Text provided -
FAQ’s

Frequently Asked Questions

Numerous myths and misunderstandings exist about federated search. For example, how does real-time search differ from an indexed search and why is this important? At Deep Web Technologies, we welcome your questions and we feel confident that once you recognize the value of our technology, Explorit Everywhere!, and understand our offerings you’ll choose Deep Web Technologies.

We invite you to read the questions and answers below and to contact us with questions we didn’t cover.

The Deep Web and Federated Search
What is the Deep Web?
What is federated search?
How does federated search work?
What is the relationship between the Deep Web and federated search?
Why is it so difficult to search the Deep Web?
How is federated search different from metasearch?
Why can’t I harvest/crawl/index everything like Google does?
What type of content can I find in the Deep Web via federated search that Google won’t provide?
Explorit Everywhere! and My Business
How does Explorit Everywhere! fit in with enterprise search?
How does Explorit Everywhere! improve my bottom line?
How does Explorit Everywhere! connect me to my knowledge?
Technical Questions about Explorit Everywhere! Federated Search
What is a connector?
How do you handle duplicates?
Why is Explorit Everywhere! faster than other federated searches?
What are “incremental results?”
What is “Collection Status?”
What is clustering?
How do you access subscription content that requires authentication?
How do you handle advanced searches if a particular source doesn’t support all the fields filled in?
How do you perform relevance ranking?
Where would my application run? Would you host it? Would I host it? Who monitors and maintains it?
What are alerts and how do they work?

The Deep Web and Federated Search

What is the Deep Web?

The Deep Web is the set of web sites and their documents that cannot be accessed via crawler-type search engines such as Google. Deep web content typically lives inside of databases, and is accessed through search forms. Read more about the Deep Web vs. the Dark Web here. Deep Web Technologies is not involved with searching the Dark Web.

What is federated search?

Stored data -
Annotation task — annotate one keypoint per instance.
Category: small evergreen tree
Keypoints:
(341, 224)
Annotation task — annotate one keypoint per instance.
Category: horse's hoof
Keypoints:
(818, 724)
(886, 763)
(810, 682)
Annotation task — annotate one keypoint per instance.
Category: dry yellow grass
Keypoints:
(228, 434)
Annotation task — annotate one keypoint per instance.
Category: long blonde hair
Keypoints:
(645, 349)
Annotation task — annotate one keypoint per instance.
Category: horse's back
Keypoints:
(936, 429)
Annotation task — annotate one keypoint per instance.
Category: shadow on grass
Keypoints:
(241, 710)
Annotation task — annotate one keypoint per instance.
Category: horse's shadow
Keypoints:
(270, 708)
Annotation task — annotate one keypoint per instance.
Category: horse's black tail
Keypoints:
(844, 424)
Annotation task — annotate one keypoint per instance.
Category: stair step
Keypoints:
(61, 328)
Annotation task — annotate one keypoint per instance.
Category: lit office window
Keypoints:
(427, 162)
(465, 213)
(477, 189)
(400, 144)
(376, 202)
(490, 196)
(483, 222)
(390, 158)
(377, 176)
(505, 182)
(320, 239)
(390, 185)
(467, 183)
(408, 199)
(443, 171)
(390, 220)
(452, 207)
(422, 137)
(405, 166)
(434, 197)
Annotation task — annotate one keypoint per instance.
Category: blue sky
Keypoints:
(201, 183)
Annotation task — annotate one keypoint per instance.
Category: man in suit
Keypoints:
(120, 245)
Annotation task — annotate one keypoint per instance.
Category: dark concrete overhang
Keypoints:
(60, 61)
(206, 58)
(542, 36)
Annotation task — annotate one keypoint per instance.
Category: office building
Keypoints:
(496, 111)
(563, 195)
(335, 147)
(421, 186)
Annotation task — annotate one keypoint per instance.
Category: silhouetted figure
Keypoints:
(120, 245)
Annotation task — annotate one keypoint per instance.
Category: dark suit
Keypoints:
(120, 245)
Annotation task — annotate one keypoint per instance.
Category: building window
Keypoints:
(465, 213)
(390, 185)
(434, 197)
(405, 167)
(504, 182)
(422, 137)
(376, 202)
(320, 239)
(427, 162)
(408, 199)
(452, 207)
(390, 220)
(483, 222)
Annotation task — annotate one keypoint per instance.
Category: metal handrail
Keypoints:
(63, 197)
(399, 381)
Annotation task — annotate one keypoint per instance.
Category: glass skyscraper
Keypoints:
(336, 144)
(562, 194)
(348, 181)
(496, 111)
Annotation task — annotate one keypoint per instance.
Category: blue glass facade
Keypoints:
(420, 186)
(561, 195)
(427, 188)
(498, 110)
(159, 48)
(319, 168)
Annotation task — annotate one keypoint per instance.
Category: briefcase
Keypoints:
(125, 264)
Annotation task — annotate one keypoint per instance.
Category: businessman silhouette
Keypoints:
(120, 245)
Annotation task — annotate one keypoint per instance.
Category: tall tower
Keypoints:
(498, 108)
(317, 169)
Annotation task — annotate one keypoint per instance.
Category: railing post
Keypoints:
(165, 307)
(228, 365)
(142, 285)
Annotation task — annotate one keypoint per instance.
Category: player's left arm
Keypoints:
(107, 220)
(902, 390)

* * *

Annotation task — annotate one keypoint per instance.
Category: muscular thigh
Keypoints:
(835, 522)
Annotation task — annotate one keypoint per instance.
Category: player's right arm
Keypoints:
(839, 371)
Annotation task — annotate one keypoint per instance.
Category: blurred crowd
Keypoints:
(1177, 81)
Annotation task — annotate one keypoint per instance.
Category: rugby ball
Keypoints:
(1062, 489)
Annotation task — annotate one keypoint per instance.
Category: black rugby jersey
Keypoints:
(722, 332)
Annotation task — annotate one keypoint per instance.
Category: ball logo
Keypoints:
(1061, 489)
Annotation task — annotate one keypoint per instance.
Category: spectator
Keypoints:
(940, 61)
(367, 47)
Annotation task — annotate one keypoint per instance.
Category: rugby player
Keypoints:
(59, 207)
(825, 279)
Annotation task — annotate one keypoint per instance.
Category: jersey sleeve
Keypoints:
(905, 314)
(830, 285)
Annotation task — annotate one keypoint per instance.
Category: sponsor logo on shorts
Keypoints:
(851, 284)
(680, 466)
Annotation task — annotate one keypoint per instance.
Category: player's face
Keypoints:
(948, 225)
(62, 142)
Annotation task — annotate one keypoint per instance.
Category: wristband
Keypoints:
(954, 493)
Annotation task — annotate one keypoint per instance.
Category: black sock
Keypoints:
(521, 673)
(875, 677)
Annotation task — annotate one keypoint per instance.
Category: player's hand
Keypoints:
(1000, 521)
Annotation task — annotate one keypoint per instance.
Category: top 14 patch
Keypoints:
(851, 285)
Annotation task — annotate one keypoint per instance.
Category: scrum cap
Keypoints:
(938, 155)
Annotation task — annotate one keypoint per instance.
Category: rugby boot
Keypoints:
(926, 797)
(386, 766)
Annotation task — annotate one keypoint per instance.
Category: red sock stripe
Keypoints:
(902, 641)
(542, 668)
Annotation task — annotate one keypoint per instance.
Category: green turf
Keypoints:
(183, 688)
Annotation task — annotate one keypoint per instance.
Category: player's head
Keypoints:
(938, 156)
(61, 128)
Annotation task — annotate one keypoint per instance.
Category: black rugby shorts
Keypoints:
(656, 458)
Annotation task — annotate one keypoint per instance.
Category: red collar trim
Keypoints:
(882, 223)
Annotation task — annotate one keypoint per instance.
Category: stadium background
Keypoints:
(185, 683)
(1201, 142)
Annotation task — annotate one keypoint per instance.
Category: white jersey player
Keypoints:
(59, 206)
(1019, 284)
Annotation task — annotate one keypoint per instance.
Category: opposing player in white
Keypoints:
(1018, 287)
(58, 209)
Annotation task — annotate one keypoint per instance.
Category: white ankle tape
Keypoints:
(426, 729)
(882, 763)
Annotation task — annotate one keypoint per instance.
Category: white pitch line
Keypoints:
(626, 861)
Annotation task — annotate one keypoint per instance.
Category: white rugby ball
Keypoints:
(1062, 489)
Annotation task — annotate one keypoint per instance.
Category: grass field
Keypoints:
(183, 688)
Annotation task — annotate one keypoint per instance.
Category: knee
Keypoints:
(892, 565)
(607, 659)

Requirements -
• a. Reproduce the federated search FAQ starting at "How does Explorit Everywhere! connect" and ending at "What is clustering?".
• b. Summarize the federated search FAQ in two sentences.

Solutions by task -
• a.
How does Explorit Everywhere! connect me to my knowledge?
Technical Questions about Explorit Everywhere! Federated Search
What is a connector?
How do you handle duplicates?
Why is Explorit Everywhere! faster than other federated searches?
What are “incremental results?”
What is “Collection Status?”
What is clustering?

• b. Deep Web Technologies says many myths and misunderstandings exist about federated search, and it invites readers to go through its answers and to contact the company with questions it didn't cover. The page lists questions on the Deep Web, federated search, its product Explorit Everywhere!, and technical matters, and it defines the Deep Web as web sites and documents that crawler-type search engines such as Google cannot access, which typically live inside databases and are reached through search forms.